- [Brief A]
In the column by Martin E. Marty, how often will the writer now meet deadlines?
- [Brief B]
Rewrite the column by Martin E. Marty, taking everything from "Martin E. Marty" down to "or curricular obligations.", and swap "Eliade" for "the Romanian professor".
- [Brief C]
Summarize the column by Martin E. Marty in two sentences.

- [Document segment]
Martin E. Marty
The clock ticked relentlessly as a typical faculty party of long ago was breaking up. Senior and superstar professor Mircea Eliade suddenly spoke during the scramble for coats. “Why does everyone talk about ‘dead lions’ with such urgency?” he asked. At each informal faculty gathering, he heard departing guests explaining, sometimes breathlessly, that they had to hurry home to take care of their “dead lions.” Eliade spoke many languages, from his native Romanian through French to broken English, and often heard about the needs and demands of these deceased lions. A patient interpreter explained to us that our colleague misheard the word “deadlines,” those standard killjoys, whether referring to the call of books and articles being written or curricular obligations.
I’ve lived with deadlines since first breaking into print decades ago. They mark different time periods. For me, they have been experienced daily, weekly, fortnightly, monthly, quarterly, or annually, depending on what the deadline was for: tests, articles, reviews, books, etc. I’ve appreciated the ways in which these have functioned as calls for responsibility and, often, creativity. Now, this week’s column marks a change of pace as to when my dead lions will be growling, threatening, or promising. Ever since Sightings was initiated in the early years of the Martin Marty Center, the “lions” made their call weekly. Now, at the beginning of another academic year at our host institution, the Divinity School at the University of Chicago, I’ll be responding by meeting deadlines every fourth week. But enough about me; I want to talk about this column and the three other writers “ff.”

- [Entries provided]
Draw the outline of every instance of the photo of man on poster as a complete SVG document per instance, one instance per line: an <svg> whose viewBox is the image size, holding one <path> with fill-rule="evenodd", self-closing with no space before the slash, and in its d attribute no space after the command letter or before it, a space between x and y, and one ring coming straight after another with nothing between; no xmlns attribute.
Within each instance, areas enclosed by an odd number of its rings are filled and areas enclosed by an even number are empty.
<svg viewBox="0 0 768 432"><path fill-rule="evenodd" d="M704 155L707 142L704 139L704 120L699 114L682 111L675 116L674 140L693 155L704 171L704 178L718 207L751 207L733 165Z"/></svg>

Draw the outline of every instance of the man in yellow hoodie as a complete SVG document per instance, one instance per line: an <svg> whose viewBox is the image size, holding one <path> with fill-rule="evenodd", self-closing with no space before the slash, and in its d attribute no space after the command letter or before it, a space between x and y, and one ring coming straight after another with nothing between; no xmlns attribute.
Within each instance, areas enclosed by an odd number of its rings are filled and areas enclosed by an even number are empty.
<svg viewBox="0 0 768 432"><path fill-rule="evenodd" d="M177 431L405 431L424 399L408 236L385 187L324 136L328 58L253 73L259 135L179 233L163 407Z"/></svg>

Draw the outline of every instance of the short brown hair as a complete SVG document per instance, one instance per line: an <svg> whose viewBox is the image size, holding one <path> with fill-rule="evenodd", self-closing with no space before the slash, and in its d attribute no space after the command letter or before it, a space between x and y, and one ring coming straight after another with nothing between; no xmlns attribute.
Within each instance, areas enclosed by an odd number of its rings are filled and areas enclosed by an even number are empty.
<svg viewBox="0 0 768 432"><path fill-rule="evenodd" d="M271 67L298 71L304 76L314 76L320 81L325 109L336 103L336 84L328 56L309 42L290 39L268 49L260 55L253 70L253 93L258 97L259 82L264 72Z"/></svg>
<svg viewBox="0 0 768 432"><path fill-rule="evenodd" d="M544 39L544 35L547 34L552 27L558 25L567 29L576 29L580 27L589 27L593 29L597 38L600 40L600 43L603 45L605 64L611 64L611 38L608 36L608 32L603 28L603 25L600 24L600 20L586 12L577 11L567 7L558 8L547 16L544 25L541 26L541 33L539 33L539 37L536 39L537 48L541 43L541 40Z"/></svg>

- [Written reply A]
Every fourth week.

- [Written reply B]
Martin E. Marty
The clock ticked relentlessly as a typical faculty party of long ago was breaking up. Senior and superstar professor Mircea the Romanian professor suddenly spoke during the scramble for coats. “Why does everyone talk about ‘dead lions’ with such urgency?” he asked. At each informal faculty gathering, he heard departing guests explaining, sometimes breathlessly, that they had to hurry home to take care of their “dead lions.” the Romanian professor spoke many languages, from his native Romanian through French to broken English, and often heard about the needs and demands of these deceased lions. A patient interpreter explained to us that our colleague misheard the word “deadlines,” those standard killjoys, whether referring to the call of books and articles being written or curricular obligations.

- [Written reply C]
At a faculty party long ago, Mircea Eliade asked why everyone talked about "dead lions," and an interpreter explained that he had misheard the word "deadlines." The writer, who has lived with deadlines since first breaking into print, says that Sightings has run weekly since its start but that he will now meet a deadline every fourth week.